Stated task 1 >> Extract every line of the records that contains the string "sleeve", matching case exactly.

Page excerpt >>
But while we try to turn them into us, who have we become?
The president presents himself as an avatar of American
values, plain-spoken cowboy and tough flyboy.
But Condi Rice's testimony on Thursday raises the
depressing possibility that we've lost the essence of our
frontier spirit: the ingenious individualist who gets
around the system and faces down the drones.
From Abigail Adams to Tom Sawyer to Bugs Bunny to Jimmy
Stewart's Jefferson Smith to Indiana Jones, the best
American character is plucky, nimble, clever, inventive.
So it's disturbing to see our government reacting to crises
with a jaded shrug and lumbering gait, especially since we
are up against such a creative, chameleonlike enemy.
Consider the pathetic performance of NASA, which inverted
its motto to "Failure is an option" by shrugging off
warnings about the safety of the seven Columbia astronauts
who burned up coming back to earth, and not trying to send
up a rescue shuttle.
This no-can-do spirit marked George Tenet's lame excuses to
senators in February who wanted to know why the C.I.A.
never picked up the trail of Marwan al-Shehhi, the pilot
who crashed Flight 175 into the south tower on 9/11, even
though the Germans gave the agency his name and phone
number. "They didn't give us a first and a last name until
after 9/11," Mr. Tenet said.

Stated task 2 >> Continue the essay on American ingenuity and the government's sluggish response to crises, starting after its last sentence.

Data records >>
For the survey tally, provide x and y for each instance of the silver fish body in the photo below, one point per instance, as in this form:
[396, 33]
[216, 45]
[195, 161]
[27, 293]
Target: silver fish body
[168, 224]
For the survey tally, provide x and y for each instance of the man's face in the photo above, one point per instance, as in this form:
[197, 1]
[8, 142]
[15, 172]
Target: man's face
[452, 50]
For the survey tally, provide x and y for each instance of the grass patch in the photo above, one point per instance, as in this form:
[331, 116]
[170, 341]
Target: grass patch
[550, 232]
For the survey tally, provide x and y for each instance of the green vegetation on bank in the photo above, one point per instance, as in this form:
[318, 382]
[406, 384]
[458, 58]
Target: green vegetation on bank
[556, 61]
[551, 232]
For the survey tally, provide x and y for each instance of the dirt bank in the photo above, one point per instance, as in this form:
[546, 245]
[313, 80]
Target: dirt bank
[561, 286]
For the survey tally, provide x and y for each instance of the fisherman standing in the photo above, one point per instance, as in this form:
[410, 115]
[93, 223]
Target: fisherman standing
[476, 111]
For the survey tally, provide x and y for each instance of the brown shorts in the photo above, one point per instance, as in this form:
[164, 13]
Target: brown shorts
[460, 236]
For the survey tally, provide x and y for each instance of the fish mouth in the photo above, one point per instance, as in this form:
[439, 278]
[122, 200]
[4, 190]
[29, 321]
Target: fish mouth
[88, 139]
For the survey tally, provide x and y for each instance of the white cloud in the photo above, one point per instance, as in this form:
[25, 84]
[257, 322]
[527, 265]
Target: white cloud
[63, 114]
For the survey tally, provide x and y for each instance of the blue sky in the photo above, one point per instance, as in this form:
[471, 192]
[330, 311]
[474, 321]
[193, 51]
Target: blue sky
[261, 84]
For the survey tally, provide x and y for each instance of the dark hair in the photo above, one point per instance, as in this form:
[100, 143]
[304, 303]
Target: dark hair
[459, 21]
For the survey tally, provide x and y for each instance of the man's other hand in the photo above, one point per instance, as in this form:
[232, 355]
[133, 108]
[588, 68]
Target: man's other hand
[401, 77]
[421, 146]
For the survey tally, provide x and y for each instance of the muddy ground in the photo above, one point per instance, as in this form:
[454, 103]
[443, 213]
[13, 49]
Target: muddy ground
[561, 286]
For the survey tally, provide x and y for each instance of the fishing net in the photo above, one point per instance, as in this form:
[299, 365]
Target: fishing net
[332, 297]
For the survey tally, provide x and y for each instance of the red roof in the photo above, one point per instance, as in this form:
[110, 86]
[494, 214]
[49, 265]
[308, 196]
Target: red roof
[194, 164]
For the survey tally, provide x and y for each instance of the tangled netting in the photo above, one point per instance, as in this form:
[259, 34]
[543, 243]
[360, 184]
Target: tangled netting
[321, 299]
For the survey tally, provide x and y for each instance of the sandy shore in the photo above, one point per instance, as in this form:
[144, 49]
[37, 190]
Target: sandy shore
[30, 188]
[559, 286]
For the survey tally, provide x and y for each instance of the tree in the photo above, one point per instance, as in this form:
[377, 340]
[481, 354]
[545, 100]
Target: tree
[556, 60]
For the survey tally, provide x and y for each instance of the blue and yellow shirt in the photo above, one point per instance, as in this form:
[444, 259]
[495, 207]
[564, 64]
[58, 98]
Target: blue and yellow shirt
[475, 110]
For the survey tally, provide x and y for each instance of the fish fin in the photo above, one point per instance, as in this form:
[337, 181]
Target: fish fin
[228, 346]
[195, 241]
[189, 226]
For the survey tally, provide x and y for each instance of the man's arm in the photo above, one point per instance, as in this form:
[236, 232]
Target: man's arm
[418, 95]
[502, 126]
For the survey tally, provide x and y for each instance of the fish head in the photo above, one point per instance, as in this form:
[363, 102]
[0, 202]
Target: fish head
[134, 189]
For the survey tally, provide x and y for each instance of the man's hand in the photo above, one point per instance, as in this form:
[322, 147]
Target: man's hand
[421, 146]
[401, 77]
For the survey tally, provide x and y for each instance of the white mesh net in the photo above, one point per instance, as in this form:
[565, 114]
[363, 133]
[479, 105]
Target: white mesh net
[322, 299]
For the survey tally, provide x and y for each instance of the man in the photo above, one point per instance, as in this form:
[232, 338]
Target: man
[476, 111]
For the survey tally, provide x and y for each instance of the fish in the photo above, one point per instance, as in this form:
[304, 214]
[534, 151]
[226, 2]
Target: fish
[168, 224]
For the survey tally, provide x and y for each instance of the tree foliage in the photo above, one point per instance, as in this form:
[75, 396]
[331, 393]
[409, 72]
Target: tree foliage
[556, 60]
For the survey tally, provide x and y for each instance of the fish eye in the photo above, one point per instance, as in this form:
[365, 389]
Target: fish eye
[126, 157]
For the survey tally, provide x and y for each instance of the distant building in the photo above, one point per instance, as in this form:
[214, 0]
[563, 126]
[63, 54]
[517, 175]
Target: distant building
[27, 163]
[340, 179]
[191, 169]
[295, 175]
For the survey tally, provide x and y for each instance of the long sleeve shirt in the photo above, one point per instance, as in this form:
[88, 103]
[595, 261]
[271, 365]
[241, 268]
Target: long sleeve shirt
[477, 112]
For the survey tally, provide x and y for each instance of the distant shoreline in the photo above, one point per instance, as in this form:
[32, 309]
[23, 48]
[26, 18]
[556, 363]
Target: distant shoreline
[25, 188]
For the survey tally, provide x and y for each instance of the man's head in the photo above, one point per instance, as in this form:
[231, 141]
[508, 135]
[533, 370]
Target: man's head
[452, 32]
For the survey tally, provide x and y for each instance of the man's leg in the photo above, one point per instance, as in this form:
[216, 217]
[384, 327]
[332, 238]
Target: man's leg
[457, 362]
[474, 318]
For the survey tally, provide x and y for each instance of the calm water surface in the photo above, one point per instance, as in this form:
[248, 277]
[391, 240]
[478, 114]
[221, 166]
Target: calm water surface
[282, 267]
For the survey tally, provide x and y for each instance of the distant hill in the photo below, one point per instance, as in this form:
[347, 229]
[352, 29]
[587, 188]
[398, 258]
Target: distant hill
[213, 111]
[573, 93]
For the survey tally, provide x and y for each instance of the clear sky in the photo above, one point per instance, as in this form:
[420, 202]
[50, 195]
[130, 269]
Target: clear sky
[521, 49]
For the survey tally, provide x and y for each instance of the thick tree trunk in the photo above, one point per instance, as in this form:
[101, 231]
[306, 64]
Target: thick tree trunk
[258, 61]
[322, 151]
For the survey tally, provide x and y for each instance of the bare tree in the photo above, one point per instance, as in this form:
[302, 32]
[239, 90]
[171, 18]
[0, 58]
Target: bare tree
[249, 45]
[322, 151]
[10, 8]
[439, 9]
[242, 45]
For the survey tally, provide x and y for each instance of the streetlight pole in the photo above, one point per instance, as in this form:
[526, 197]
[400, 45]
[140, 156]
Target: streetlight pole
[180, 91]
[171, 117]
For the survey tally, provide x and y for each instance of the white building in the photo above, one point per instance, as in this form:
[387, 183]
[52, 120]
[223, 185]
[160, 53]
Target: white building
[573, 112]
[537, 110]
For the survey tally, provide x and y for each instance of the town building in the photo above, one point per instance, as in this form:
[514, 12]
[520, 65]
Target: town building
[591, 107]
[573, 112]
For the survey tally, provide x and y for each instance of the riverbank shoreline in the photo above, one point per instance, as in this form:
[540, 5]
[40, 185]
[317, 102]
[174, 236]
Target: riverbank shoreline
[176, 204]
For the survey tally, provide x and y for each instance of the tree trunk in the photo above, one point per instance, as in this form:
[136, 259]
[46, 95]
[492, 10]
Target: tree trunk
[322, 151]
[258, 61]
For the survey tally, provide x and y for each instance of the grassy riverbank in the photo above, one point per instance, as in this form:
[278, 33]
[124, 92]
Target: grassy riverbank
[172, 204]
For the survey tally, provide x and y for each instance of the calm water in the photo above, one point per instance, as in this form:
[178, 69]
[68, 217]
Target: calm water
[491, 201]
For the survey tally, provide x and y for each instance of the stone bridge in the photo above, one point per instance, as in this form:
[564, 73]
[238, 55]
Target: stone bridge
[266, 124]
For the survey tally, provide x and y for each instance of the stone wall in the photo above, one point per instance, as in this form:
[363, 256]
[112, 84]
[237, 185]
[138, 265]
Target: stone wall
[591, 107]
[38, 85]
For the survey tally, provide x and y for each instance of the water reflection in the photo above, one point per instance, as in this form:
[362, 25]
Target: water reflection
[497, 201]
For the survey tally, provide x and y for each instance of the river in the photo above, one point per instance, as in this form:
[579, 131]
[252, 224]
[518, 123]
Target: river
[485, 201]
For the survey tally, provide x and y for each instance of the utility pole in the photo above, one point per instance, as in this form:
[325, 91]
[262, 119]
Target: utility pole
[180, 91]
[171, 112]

Final answer 1 >>
For the survey tally, provide x and y for each instance of the long sleeve shirt in the photo above, one point per instance, as in this form:
Target: long sleeve shirt

Final answer 2 >>
And what would Eliot Ness say about an F.B.I. that is less
computer savvy than American preschoolers and Islamic
terrorists? The F.B.I. is only halfway through modernizing
its computers, which could not, before 9/11, do two
searches at once, such as "Al Qaeda" and "flight schools."
Can't we draft Bill Gates for duty?
This ominous passivity was threaded through the testimony
of Ms. Rice, a brainy and accomplished woman who should
represent the best of America. She blamed "systemic" and
"structural" impediments that prevented the C.I.A. and the
F.B.I. from sharing. She complained that other people
hadn't recommended what she should do; even the terrorists
were faulted for not giving specifics.
The screeching chatter in the spring and summer of 2001 -
"There will be attacks in the near future" - did not yank
Mr. Bush and his team from their Iraq fixation. "But they
don't tell us when," Ms. Rice protested. "They don't tell
us where, they don't tell us who, and they don't tell us
how." Paging Nancy Drew.
Inconclusive intelligence did not bother the Bush team when
it wanted to be "actionable" on Iraq, or engage in "tit for
tat" with Saddam.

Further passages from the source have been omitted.